The Field has a strong relevancy in the modern age says Quarry director

Alan Owens

Reporter:

Alan Owens

IT IS never easy as a director to set about tackling one of the greats. The problem is that familiarity breeds contempt and all of that.

IT IS never easy as a director to set about tackling one of the greats. The problem is that familiarity breeds contempt and all of that.

Thankfully for John Anthony Murphy, directing The Field for Quarry Players, John B Keane’s classic tale of land and power struggles and a community “caught between truth and fear” is as relevant as it ever was - maybe more so.

“I was worried about the Field being rooted in its time, that you can’t do much with it, it is rigid, and I had to decide if I was interested,” says Murphy, a founding member of the now defunct Island Theatre Company, and veteran of Quarry Players productions over the past decade, most recently 2009’s By the Bog of Cats.

EXERCISE INSTRUCTIONS - List every person named in the article about The Field. Rely only on the article about The Field for your answers.

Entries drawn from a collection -
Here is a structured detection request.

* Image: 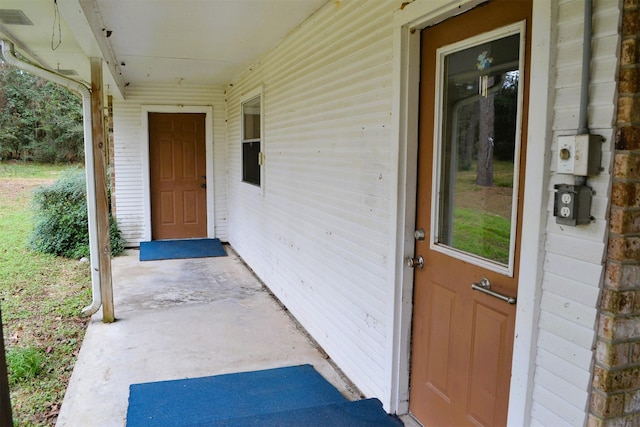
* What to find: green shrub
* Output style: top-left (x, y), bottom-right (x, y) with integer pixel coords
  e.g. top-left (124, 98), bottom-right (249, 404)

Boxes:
top-left (29, 169), bottom-right (125, 259)
top-left (7, 347), bottom-right (45, 384)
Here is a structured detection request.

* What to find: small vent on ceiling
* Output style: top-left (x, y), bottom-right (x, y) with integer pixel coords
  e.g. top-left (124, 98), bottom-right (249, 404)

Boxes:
top-left (57, 69), bottom-right (78, 76)
top-left (0, 9), bottom-right (33, 25)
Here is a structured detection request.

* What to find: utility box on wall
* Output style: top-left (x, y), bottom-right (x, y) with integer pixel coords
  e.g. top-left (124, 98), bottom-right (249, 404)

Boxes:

COMPLETE ANSWER - Alan Owens, John Anthony Murphy, John B Keane